*** RECORDS FOR THE EXERCISE ***
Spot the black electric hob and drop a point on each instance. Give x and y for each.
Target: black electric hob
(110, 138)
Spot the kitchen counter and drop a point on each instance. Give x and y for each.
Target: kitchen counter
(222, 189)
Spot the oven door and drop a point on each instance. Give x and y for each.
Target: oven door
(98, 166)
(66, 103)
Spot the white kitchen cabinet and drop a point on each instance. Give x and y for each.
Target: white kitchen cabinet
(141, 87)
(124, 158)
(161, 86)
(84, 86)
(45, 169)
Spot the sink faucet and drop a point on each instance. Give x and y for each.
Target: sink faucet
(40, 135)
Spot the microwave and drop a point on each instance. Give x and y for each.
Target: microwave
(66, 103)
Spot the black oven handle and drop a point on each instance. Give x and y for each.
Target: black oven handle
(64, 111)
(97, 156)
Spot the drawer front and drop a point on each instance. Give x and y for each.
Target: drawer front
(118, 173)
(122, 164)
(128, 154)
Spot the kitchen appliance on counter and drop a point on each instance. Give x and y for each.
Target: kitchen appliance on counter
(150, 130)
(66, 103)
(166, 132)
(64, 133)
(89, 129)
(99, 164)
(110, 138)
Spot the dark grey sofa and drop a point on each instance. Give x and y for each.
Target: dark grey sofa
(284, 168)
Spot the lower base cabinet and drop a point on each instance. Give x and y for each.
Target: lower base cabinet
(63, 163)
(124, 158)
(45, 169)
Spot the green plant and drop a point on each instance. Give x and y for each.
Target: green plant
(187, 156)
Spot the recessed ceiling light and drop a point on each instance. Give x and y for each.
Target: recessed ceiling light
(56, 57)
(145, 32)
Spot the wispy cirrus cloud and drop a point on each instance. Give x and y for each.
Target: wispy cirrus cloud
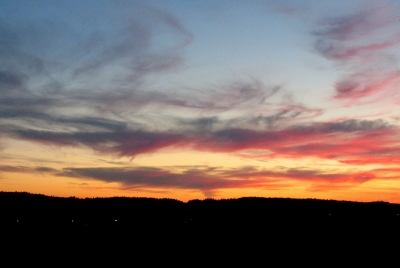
(363, 45)
(209, 179)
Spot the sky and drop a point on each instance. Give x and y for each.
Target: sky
(201, 99)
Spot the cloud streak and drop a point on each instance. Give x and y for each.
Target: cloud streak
*** End of RECORDS FOR THE EXERCISE ***
Return only the lines from the line containing "Target: microwave" through the last line of the records above, both ends included, exactly as written, leaving pictures out.

Target: microwave
(66, 103)
Spot the black oven handle and drop a point on each instance. Give x and y for each.
Target: black oven handle
(64, 111)
(97, 156)
Spot the drawer front and drop a point on each instance. Give x and y for each.
Target: drawer front
(118, 173)
(122, 164)
(128, 154)
Spot the kitchen appliance on counter and drop a point on each instance. Give x and y for each.
Target: kitchen appliance on counter
(150, 130)
(66, 103)
(166, 132)
(64, 133)
(89, 129)
(99, 164)
(110, 138)
Spot the dark grey sofa and drop a point on each instance. Give x and y for each.
Target: dark grey sofa
(284, 168)
Spot the lower base cabinet and drop a point on each instance. Give x and y for each.
Target: lower base cabinet
(63, 163)
(124, 158)
(45, 169)
Spot the green plant and drop a point on each instance. Give x and y for each.
Target: green plant
(187, 156)
Spot the recessed ceiling light and drop a point on each instance. Give x and y for each.
Target: recessed ceiling light
(56, 57)
(145, 32)
Spot the wispy cirrus cloud and drop a point on each instance. Give x and y for each.
Target: wispy cirrus cloud
(363, 45)
(209, 179)
Spot the sky and drop a point on each instance. Give x and y for each.
Target: sky
(201, 99)
Spot the cloud streak and drop a point on each instance. Give x and y for each.
Target: cloud streak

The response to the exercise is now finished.